The task | Quote the data below in full, minus the images.

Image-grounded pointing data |
■ ■ ■ ■ ■ ■ ■

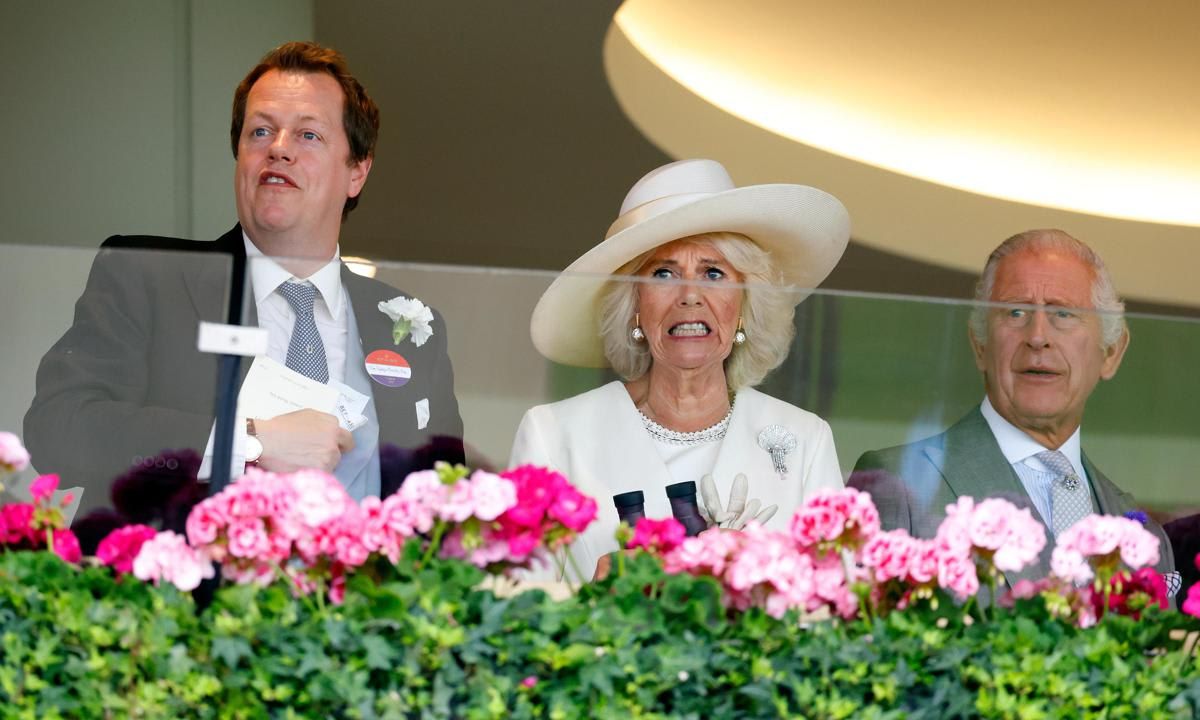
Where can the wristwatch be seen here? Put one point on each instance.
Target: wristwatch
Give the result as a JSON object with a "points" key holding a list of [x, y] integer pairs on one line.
{"points": [[253, 445]]}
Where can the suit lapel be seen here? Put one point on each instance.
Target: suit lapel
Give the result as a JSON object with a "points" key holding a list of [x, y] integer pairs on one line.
{"points": [[972, 465], [737, 453], [211, 288], [637, 465], [375, 333], [1110, 501]]}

■ ■ ■ ■ ■ ■ ■

Written solution |
Where can the wristwatch be seen here? Put one point on each instance.
Target: wristwatch
Give the result as a JSON object with a "points" key holding a list of [x, y] integer pairs on one line.
{"points": [[253, 445]]}
Where can the suit lapel be seen here? Put one point on each instance.
Target: suit lapel
Give the result as a JSON object with a "points" key holding a list of [x, y] integer pairs on one line.
{"points": [[972, 465], [737, 453], [211, 288], [637, 465], [375, 333], [1110, 501]]}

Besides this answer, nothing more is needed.